▶ **Task prompt**:
Every record should be written out exactly, please.

▶ **Named-object pointing records**:
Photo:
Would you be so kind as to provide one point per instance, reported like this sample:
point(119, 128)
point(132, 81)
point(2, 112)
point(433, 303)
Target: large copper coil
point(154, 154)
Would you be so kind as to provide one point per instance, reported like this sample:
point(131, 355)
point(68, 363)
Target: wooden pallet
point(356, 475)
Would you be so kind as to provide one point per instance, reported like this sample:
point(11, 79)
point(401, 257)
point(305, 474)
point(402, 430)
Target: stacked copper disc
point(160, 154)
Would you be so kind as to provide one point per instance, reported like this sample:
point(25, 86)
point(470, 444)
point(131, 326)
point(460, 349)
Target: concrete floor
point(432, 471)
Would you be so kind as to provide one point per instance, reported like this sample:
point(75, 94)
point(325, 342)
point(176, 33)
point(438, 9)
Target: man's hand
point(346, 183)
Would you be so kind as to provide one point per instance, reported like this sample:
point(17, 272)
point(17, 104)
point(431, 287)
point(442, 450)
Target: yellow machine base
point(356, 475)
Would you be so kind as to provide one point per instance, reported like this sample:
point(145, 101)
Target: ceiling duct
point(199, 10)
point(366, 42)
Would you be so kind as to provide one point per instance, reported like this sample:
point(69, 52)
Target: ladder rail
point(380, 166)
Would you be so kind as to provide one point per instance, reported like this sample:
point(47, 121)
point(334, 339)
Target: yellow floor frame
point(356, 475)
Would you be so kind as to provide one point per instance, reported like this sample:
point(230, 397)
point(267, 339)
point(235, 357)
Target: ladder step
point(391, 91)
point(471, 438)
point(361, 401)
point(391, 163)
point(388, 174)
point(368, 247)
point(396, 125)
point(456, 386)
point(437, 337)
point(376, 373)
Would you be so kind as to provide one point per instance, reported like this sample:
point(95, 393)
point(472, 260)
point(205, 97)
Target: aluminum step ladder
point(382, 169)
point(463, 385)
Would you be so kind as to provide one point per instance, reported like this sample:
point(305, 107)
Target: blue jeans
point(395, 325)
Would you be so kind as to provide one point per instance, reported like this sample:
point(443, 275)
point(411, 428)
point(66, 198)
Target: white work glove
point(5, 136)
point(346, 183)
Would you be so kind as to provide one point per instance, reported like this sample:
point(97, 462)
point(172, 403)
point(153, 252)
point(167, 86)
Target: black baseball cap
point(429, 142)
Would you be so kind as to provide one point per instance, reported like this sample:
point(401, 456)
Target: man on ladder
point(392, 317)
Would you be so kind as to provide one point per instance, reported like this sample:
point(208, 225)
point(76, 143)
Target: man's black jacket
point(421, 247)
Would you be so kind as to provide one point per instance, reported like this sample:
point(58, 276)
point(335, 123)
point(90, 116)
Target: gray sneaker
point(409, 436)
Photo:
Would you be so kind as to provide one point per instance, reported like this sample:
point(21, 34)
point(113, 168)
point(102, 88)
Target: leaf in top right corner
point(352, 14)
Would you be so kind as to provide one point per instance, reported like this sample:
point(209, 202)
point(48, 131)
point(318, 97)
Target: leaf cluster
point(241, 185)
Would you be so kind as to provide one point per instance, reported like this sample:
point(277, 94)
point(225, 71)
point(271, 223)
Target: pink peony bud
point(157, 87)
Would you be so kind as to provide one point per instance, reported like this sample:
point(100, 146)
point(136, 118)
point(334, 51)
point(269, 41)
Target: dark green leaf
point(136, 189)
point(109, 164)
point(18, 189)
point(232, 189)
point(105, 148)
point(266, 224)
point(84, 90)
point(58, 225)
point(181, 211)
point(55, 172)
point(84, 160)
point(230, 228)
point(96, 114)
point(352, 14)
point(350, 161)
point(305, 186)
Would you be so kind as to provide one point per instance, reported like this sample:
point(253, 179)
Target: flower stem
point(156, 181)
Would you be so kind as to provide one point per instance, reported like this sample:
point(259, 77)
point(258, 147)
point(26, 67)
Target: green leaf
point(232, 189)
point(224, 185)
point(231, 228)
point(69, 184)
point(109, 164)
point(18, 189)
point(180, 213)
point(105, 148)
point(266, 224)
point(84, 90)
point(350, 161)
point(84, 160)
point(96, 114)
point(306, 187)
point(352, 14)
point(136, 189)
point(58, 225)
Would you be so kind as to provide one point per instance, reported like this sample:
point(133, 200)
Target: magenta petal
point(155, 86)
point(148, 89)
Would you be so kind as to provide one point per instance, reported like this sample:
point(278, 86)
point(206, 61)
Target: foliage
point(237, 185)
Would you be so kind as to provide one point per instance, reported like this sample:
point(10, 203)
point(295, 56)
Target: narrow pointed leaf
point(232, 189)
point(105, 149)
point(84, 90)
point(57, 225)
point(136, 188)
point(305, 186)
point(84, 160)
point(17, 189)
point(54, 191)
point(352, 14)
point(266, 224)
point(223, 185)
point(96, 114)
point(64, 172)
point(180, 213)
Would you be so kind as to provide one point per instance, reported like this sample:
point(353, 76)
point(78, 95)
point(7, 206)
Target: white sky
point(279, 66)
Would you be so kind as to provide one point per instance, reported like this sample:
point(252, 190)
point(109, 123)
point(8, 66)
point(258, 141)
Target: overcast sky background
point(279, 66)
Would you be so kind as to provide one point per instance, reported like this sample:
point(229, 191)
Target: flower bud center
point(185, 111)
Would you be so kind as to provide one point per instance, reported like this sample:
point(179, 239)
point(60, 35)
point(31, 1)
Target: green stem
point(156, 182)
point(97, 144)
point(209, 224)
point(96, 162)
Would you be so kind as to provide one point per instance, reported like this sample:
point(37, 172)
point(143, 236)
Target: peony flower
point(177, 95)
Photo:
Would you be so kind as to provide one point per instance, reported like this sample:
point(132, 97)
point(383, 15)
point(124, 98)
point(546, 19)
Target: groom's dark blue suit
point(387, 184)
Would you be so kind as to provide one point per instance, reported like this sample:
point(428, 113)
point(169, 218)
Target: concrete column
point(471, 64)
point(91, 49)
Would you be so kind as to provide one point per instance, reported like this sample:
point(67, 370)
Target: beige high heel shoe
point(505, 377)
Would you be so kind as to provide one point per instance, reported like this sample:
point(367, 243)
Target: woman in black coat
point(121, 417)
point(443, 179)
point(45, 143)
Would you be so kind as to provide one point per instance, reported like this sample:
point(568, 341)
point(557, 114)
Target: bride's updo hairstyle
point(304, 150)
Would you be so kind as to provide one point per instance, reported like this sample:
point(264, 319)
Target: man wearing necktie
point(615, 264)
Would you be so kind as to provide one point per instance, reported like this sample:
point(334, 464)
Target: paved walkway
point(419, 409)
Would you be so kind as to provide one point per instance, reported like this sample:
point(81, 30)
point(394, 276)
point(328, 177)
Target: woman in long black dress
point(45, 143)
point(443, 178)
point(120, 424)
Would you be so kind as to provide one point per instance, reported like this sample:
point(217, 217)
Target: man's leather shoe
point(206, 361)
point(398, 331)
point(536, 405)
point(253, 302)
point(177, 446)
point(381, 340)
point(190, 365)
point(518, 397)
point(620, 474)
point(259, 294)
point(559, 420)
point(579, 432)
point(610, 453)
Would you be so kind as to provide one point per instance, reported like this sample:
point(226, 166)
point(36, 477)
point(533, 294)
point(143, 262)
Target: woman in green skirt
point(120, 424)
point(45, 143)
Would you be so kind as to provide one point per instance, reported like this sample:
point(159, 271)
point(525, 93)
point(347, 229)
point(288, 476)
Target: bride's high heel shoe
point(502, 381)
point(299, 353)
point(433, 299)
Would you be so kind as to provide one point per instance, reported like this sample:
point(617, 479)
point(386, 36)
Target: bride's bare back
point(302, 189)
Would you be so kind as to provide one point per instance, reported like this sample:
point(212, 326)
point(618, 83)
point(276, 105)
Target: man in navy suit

▶ **Task solution**:
Photo:
Would you be so kind as to provide one point per instance, reported like this sample:
point(119, 128)
point(132, 81)
point(2, 112)
point(433, 303)
Target: large copper coil
point(154, 154)
Would you be so kind as to provide one point per instance, reported like this sample:
point(131, 355)
point(68, 363)
Target: wooden pallet
point(356, 475)
Would you be so kind as to provide one point per instance, reported like this sample:
point(11, 79)
point(401, 257)
point(305, 474)
point(402, 430)
Target: stacked copper disc
point(160, 154)
Would you be so kind as to provide one point per instance, reported like this sample:
point(25, 86)
point(470, 444)
point(131, 326)
point(460, 349)
Target: concrete floor
point(432, 471)
Would you be so kind as to provide one point per instance, reported like this sample:
point(75, 94)
point(325, 342)
point(176, 33)
point(438, 9)
Target: man's hand
point(346, 183)
Would you be so kind as to provide one point per instance, reported like this sample:
point(17, 272)
point(17, 104)
point(431, 287)
point(442, 450)
Target: yellow machine base
point(356, 475)
Would you be so kind as to provide one point per instance, reported like this sample:
point(145, 101)
Target: ceiling duct
point(199, 10)
point(366, 42)
Would you be so kind as to provide one point per instance, reported like this sample:
point(69, 52)
Target: ladder rail
point(380, 166)
Would you be so kind as to provide one point per instance, reported like this sample:
point(47, 121)
point(334, 339)
Target: yellow floor frame
point(356, 475)
Would you be so kind as to provide one point per instance, reported like this sample:
point(230, 397)
point(267, 339)
point(235, 357)
Target: ladder step
point(391, 91)
point(471, 438)
point(361, 401)
point(391, 163)
point(388, 174)
point(368, 247)
point(396, 125)
point(456, 386)
point(437, 337)
point(376, 373)
Would you be so kind as to provide one point per instance, reported like this sample:
point(95, 393)
point(472, 260)
point(205, 97)
Target: aluminum step ladder
point(382, 169)
point(463, 385)
Would you be so kind as to provide one point per instance, reported like this sample:
point(305, 107)
Target: blue jeans
point(395, 325)
Would you be so kind as to provide one point per instance, reported like this sample:
point(443, 275)
point(411, 428)
point(66, 198)
Target: white work glove
point(5, 136)
point(346, 183)
Would you be so kind as to provide one point per instance, reported like this sample:
point(97, 462)
point(172, 403)
point(153, 252)
point(167, 86)
Target: black baseball cap
point(429, 142)
Would you be so kind as to provide one point per instance, reported like this sample:
point(401, 456)
Target: man on ladder
point(392, 317)
Would you be so kind as to provide one point per instance, reported like this sample:
point(208, 225)
point(76, 143)
Target: man's black jacket
point(421, 247)
Would you be so kind as to provide one point per instance, reported like this sample:
point(58, 276)
point(335, 123)
point(90, 116)
Target: gray sneaker
point(409, 436)
Photo:
Would you be so kind as to provide one point per instance, reported like this sample:
point(21, 34)
point(113, 168)
point(102, 88)
Target: leaf in top right corner
point(352, 14)
Would you be so kind as to provide one point per instance, reported like this sample:
point(209, 202)
point(48, 131)
point(318, 97)
Target: leaf cluster
point(241, 185)
Would you be so kind as to provide one point per instance, reported like this sample:
point(277, 94)
point(225, 71)
point(271, 223)
Target: pink peony bud
point(157, 87)
Would you be so kind as to provide one point per instance, reported like this sample:
point(100, 146)
point(136, 118)
point(334, 51)
point(269, 41)
Target: dark green leaf
point(136, 189)
point(109, 164)
point(18, 189)
point(232, 189)
point(105, 148)
point(266, 224)
point(84, 90)
point(58, 225)
point(181, 211)
point(55, 172)
point(84, 160)
point(230, 228)
point(96, 114)
point(352, 14)
point(350, 161)
point(305, 186)
Would you be so kind as to provide one point per instance, reported like this sample:
point(253, 179)
Target: flower stem
point(156, 181)
Would you be so kind as to provide one point per instance, reported like this sample:
point(259, 77)
point(258, 147)
point(26, 67)
Target: green leaf
point(232, 189)
point(224, 185)
point(231, 228)
point(69, 184)
point(109, 164)
point(18, 189)
point(180, 213)
point(105, 148)
point(266, 224)
point(84, 90)
point(350, 161)
point(84, 160)
point(96, 114)
point(306, 187)
point(352, 14)
point(136, 189)
point(58, 225)
Would you be so kind as to provide one point per instance, reported like this sample:
point(133, 200)
Target: magenta petal
point(155, 86)
point(148, 89)
Would you be so kind as to provide one point per instance, reported like this sample:
point(278, 86)
point(206, 61)
Target: foliage
point(237, 185)
Would you be so kind as to provide one point per instance, reported like this sample:
point(10, 203)
point(295, 56)
Target: narrow pointed leaf
point(232, 189)
point(105, 149)
point(84, 90)
point(57, 225)
point(136, 188)
point(305, 186)
point(84, 160)
point(17, 189)
point(54, 191)
point(352, 14)
point(266, 224)
point(223, 185)
point(96, 114)
point(64, 172)
point(180, 213)
Would you be so kind as to provide one point per instance, reported like this sample:
point(353, 76)
point(78, 95)
point(7, 206)
Target: white sky
point(279, 66)
Would you be so kind as to provide one point per instance, reported like this sample:
point(252, 190)
point(109, 123)
point(8, 66)
point(258, 141)
Target: overcast sky background
point(279, 66)
Would you be so kind as to provide one point per instance, reported like this sample:
point(229, 191)
Target: flower bud center
point(185, 111)
Would you be so kind as to provide one point per instance, reported like this sample:
point(179, 239)
point(60, 35)
point(31, 1)
Target: green stem
point(156, 182)
point(97, 144)
point(209, 224)
point(96, 162)
Would you be so kind as to provide one point per instance, reported like this sample:
point(37, 172)
point(143, 236)
Target: peony flower
point(177, 95)
Photo:
Would you be so kind as to provide one point per instance, reported like this sample:
point(132, 97)
point(383, 15)
point(124, 98)
point(546, 19)
Target: groom's dark blue suit
point(387, 184)
Would you be so kind as to provide one point per instance, reported like this sample:
point(428, 113)
point(169, 218)
Target: concrete column
point(471, 64)
point(91, 49)
Would you be so kind as to provide one point per instance, reported like this sample:
point(67, 370)
Target: beige high heel shoe
point(505, 377)
Would you be so kind as to provide one point per instance, reported like this sample:
point(367, 243)
Target: woman in black coat
point(121, 417)
point(443, 179)
point(45, 143)
Would you be so kind as to provide one point per instance, reported like this sample:
point(568, 341)
point(557, 114)
Target: bride's updo hairstyle
point(304, 150)
Would you be so kind as to provide one point per instance, reported like this sample:
point(264, 319)
Target: man wearing necktie
point(615, 264)
Would you be so kind as to provide one point per instance, reported like this sample:
point(334, 464)
Target: paved walkway
point(419, 409)
Would you be so kind as to provide one point per instance, reported like this sample:
point(81, 30)
point(394, 276)
point(328, 177)
Target: woman in long black dress
point(45, 143)
point(443, 178)
point(120, 424)
Would you be so kind as to provide one point per instance, reported like this sample:
point(217, 217)
Target: man's leather shoe
point(206, 361)
point(398, 331)
point(536, 405)
point(253, 302)
point(177, 446)
point(381, 340)
point(190, 365)
point(518, 397)
point(620, 474)
point(259, 294)
point(559, 420)
point(579, 432)
point(610, 453)
Would you be so kind as to provide one point per instance, reported like this sample:
point(226, 166)
point(36, 477)
point(533, 294)
point(143, 262)
Target: woman in green skirt
point(120, 424)
point(45, 143)
Would you be so kind as to provide one point per instance, reported like this sample:
point(159, 271)
point(525, 93)
point(347, 229)
point(288, 476)
Target: bride's high heel shoe
point(502, 381)
point(299, 353)
point(433, 299)
Would you be so kind as to provide one point per instance, reported like this sample:
point(617, 479)
point(386, 36)
Target: bride's bare back
point(302, 189)
Would you be so kind as to provide one point per instance, reported like this sample:
point(212, 326)
point(618, 83)
point(276, 105)
Target: man in navy suit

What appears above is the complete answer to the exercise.